Requirements:
Copy the data below, starting at the line with "like point(308, 315)." and stopping after the line with "point(304, 227)". Put "desktop screen" in place of "computer monitor" and leave everything else the same.

#### Record set ####

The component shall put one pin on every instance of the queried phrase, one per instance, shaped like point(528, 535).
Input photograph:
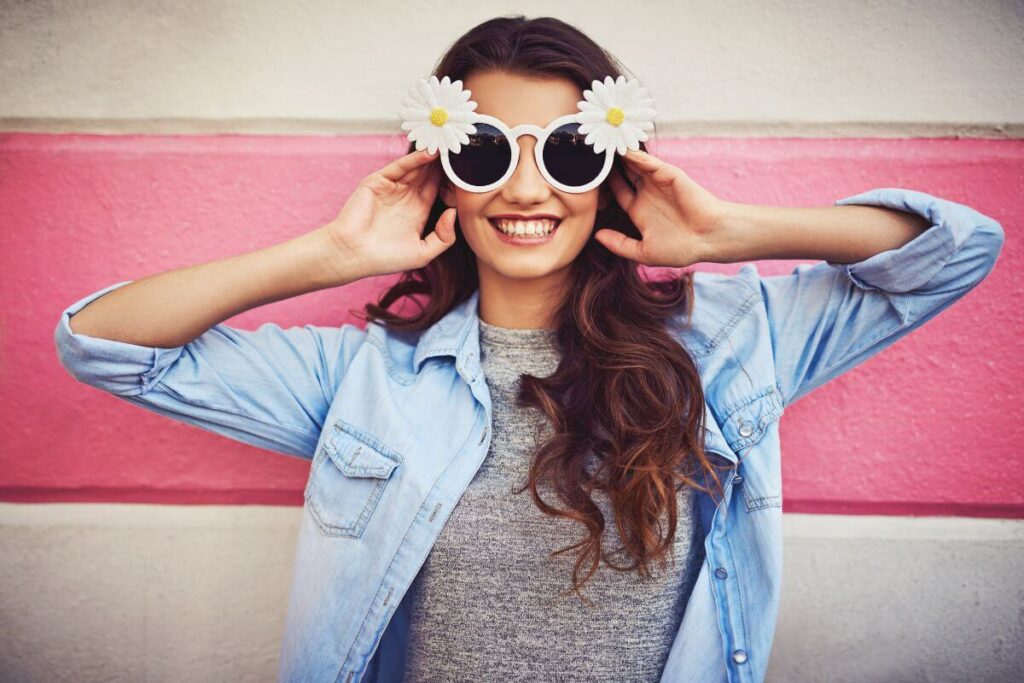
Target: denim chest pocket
point(347, 478)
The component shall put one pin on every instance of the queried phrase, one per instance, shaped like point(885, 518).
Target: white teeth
point(525, 227)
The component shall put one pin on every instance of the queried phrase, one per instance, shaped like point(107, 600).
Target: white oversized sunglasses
point(573, 153)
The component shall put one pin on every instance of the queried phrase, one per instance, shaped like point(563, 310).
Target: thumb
point(442, 236)
point(619, 244)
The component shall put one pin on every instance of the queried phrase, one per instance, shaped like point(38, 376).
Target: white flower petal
point(601, 95)
point(639, 114)
point(592, 117)
point(426, 94)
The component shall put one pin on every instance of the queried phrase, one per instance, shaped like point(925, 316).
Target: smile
point(524, 231)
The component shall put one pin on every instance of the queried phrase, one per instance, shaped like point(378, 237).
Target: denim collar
point(457, 334)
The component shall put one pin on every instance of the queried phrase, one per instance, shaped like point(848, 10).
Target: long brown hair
point(625, 390)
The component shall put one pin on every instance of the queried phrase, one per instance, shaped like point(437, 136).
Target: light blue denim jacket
point(395, 427)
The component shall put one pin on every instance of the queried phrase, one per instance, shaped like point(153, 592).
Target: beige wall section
point(742, 68)
point(199, 593)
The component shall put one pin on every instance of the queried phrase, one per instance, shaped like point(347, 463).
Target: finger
point(624, 194)
point(650, 167)
point(619, 244)
point(441, 238)
point(425, 177)
point(399, 167)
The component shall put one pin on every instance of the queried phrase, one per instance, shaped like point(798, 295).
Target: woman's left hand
point(677, 218)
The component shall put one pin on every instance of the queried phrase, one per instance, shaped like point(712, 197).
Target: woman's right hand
point(380, 224)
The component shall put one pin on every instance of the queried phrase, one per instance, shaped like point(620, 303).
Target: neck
point(513, 302)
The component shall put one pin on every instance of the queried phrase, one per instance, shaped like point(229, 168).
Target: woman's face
point(517, 99)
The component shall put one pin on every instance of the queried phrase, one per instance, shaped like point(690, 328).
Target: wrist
point(329, 264)
point(729, 241)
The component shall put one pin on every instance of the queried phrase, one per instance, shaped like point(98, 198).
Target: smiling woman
point(553, 468)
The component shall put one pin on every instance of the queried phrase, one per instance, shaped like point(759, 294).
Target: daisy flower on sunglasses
point(615, 114)
point(438, 115)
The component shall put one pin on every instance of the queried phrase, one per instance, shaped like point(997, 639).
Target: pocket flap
point(356, 458)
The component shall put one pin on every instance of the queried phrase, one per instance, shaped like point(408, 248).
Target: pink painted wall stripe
point(930, 426)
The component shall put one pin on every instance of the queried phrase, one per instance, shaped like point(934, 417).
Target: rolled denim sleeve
point(269, 387)
point(826, 317)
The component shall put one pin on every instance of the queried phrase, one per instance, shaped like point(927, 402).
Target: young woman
point(543, 398)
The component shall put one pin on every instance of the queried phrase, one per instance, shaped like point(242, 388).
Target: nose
point(526, 184)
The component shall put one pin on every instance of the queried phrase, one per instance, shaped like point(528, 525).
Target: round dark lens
point(568, 159)
point(485, 159)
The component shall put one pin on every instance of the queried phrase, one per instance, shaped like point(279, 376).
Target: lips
point(526, 240)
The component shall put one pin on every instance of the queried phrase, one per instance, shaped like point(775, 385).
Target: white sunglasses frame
point(513, 135)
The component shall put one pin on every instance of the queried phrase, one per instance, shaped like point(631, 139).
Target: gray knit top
point(485, 605)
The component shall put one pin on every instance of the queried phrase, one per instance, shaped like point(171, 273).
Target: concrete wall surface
point(137, 137)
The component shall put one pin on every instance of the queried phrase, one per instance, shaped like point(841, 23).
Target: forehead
point(517, 99)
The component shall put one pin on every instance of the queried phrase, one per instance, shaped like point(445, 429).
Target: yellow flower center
point(438, 117)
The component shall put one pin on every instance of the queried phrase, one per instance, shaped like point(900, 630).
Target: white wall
point(199, 593)
point(795, 68)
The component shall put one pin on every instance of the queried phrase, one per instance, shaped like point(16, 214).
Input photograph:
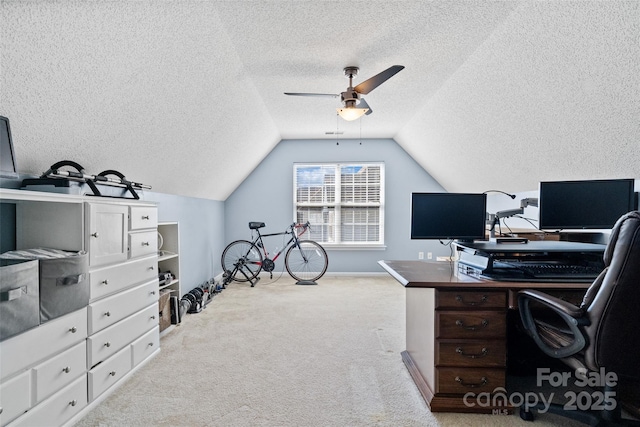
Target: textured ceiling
point(187, 96)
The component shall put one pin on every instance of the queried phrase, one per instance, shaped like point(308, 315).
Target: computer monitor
point(460, 216)
point(592, 204)
point(7, 155)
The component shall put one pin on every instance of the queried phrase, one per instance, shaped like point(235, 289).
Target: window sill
point(354, 247)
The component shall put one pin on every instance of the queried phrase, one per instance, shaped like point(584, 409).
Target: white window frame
point(337, 242)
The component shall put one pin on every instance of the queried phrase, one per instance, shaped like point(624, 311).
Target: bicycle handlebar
point(304, 227)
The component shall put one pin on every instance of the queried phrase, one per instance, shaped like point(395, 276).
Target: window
point(343, 202)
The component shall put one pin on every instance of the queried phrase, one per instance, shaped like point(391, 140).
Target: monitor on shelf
point(593, 204)
point(7, 155)
point(460, 216)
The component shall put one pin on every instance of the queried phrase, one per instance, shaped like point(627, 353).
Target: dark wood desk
point(457, 330)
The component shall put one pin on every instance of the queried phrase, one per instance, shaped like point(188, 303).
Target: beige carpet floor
point(281, 354)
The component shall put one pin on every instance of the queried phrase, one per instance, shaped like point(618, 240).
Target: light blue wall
point(201, 226)
point(267, 195)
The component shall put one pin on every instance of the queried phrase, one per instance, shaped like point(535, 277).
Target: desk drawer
point(471, 353)
point(143, 217)
point(106, 281)
point(108, 341)
point(143, 243)
point(111, 310)
point(15, 397)
point(59, 408)
point(478, 300)
point(471, 324)
point(108, 373)
point(463, 380)
point(59, 371)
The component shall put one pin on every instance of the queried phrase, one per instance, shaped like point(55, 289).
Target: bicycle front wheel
point(242, 260)
point(306, 263)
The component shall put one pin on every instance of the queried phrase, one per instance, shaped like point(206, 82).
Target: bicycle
point(305, 260)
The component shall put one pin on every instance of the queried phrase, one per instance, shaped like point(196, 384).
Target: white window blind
point(343, 202)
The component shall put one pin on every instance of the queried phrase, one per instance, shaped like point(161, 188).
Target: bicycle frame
point(305, 260)
point(294, 238)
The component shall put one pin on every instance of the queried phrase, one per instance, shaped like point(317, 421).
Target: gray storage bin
point(63, 277)
point(19, 297)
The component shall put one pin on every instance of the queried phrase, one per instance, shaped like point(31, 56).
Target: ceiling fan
point(354, 105)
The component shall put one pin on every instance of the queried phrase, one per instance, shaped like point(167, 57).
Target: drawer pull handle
point(461, 300)
point(483, 324)
point(482, 353)
point(483, 381)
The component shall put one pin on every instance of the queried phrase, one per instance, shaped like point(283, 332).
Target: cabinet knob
point(482, 353)
point(482, 324)
point(461, 300)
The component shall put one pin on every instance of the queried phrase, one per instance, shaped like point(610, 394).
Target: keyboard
point(553, 270)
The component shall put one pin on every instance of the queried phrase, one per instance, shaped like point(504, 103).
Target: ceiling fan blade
point(368, 85)
point(332, 95)
point(363, 104)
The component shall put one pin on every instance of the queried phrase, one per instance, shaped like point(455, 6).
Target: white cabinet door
point(15, 397)
point(107, 227)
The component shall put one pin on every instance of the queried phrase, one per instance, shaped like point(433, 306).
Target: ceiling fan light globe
point(351, 114)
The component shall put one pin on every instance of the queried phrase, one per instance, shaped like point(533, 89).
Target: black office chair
point(603, 332)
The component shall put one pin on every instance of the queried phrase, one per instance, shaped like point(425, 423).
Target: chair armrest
point(554, 303)
point(572, 315)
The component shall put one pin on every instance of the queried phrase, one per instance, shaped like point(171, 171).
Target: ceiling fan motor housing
point(349, 97)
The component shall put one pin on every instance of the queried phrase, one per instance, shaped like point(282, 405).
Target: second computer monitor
point(592, 204)
point(460, 216)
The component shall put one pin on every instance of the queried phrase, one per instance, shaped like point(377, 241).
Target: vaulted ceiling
point(187, 95)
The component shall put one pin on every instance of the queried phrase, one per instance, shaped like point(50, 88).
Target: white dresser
point(52, 373)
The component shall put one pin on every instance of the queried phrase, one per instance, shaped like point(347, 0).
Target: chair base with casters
point(605, 417)
point(599, 337)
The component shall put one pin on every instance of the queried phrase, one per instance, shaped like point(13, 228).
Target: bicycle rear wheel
point(242, 260)
point(309, 263)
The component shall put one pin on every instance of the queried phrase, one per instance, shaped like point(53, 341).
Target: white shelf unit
point(169, 255)
point(99, 345)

####

Exercise answer:
The component shall put one pin on every instance of the queried phrase, one per instance, shaped like point(308, 315).
Target: desktop screen
point(460, 216)
point(592, 204)
point(7, 155)
The component shall put one pin on every instance of the queried phrase, one per instance, shaped like point(235, 289).
Target: window sill
point(354, 247)
The component shall put one pin on every instance of the queried phrase, one per instance, shaped like point(584, 409).
Target: white window frame
point(337, 242)
The component shall put one pin on every instance of the queried phrase, one per instance, shaped like point(624, 311).
Target: bicycle handlebar
point(304, 227)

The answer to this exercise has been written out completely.